> Problem to work on: Pictures are not part of the copy. Reproduce all the records exactly.

> Record excerpts:
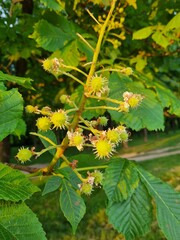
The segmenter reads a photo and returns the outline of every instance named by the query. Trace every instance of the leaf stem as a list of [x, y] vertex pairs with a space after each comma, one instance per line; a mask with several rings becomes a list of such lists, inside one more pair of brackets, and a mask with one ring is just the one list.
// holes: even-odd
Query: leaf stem
[[34, 136], [37, 136], [39, 138], [42, 138], [46, 142], [50, 143], [52, 146], [57, 147], [57, 145], [53, 141], [51, 141], [48, 137], [45, 137], [45, 136], [41, 135], [40, 133], [30, 132], [30, 134], [34, 135]]
[[84, 84], [81, 80], [79, 80], [78, 78], [76, 78], [75, 76], [73, 76], [71, 73], [64, 72], [64, 71], [61, 71], [61, 73], [62, 73], [63, 75], [66, 75], [66, 76], [74, 79], [76, 82], [80, 83], [81, 85], [85, 86], [85, 84]]
[[87, 77], [87, 74], [86, 74], [85, 72], [83, 72], [82, 70], [80, 70], [79, 68], [77, 68], [77, 67], [68, 66], [68, 65], [64, 65], [64, 64], [62, 64], [62, 66], [63, 66], [64, 68], [69, 68], [69, 69], [75, 70], [75, 71], [77, 71], [77, 72], [79, 72], [79, 73], [82, 73], [85, 77]]
[[83, 36], [81, 34], [76, 33], [76, 35], [94, 52], [94, 48], [88, 43], [88, 41], [86, 41], [85, 38], [83, 38]]
[[77, 172], [81, 172], [81, 171], [96, 170], [96, 169], [106, 169], [107, 167], [108, 167], [108, 165], [101, 165], [101, 166], [76, 168], [76, 170], [77, 170]]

> Output of the exercise:
The segmenter reads a photo and returns the outline of every instance named by the query. Trace every instance of the leaf stem as a list of [x, y] vertex pairs with a space after each comma, one instance per line; a mask with several rings becomes a list of such lists, inside one more pair of brackets, and a mask with one ring is just the one list.
// holes: even-odd
Query: leaf stem
[[34, 136], [37, 136], [39, 138], [42, 138], [46, 142], [50, 143], [52, 146], [57, 147], [57, 145], [53, 141], [51, 141], [48, 137], [45, 137], [45, 136], [41, 135], [40, 133], [30, 132], [30, 134], [34, 135]]
[[84, 84], [81, 80], [79, 80], [78, 78], [76, 78], [75, 76], [73, 76], [71, 73], [64, 72], [64, 71], [61, 71], [61, 73], [62, 73], [63, 75], [66, 75], [66, 76], [74, 79], [76, 82], [80, 83], [81, 85], [85, 86], [85, 84]]
[[87, 77], [87, 74], [86, 74], [85, 72], [83, 72], [82, 70], [80, 70], [79, 68], [77, 68], [77, 67], [68, 66], [68, 65], [64, 65], [64, 64], [62, 64], [62, 66], [63, 66], [64, 68], [69, 68], [69, 69], [75, 70], [75, 71], [77, 71], [77, 72], [79, 72], [79, 73], [82, 73], [85, 77]]
[[83, 36], [81, 34], [76, 33], [76, 35], [94, 52], [94, 48], [88, 43], [88, 41], [86, 41], [85, 38], [83, 38]]
[[77, 172], [81, 172], [81, 171], [96, 170], [96, 169], [106, 169], [107, 167], [108, 167], [108, 165], [101, 165], [101, 166], [76, 168], [76, 170], [77, 170]]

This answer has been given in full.